▶ Directions
List every person that the letter about eugenics identifies by both first and last name.

▶ Text section
Re: James Fulford’s  article “Eugenics” is What Happens when Cousins Don’t Marry

From: An Anonymous College Student [Email him]

James Fulford’s  article  prompts a question. At the beginning he  stated that eugenics “gets a bad rap,” due to associations with early 20th century progressives and the Nazis. Let me state I am against state enforced eugenics, but I agreed with the gist of your article, in support of essentially free market eugenics. My question as it relates to libertarians and paleoconservatives is as follows:

In the past few years I’ve read many paleoconservative and libertarian blogs which are against globalism essentially try to link anyone associated with eugenics or racial science as being a part of an elite conspiracy.

Examples include articles on Lew Rockwell’s website, and also that of conspiracy theory radio host Alex Jones. In many of their diatribes they have smeared any sort of promotion of selective breeding as a part of a “globalist” conspiracy, i.e. the Rockefeller funding of the Population Council which created Norplant.

Region pointing data:
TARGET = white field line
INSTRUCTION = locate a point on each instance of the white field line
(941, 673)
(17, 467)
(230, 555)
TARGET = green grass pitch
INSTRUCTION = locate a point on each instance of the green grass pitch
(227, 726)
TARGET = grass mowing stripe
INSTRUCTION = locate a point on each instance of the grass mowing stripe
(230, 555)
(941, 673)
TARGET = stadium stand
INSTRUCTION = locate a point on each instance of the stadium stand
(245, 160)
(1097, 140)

▶ Solution
James Fulford
Lew Rockwell
Alex Jones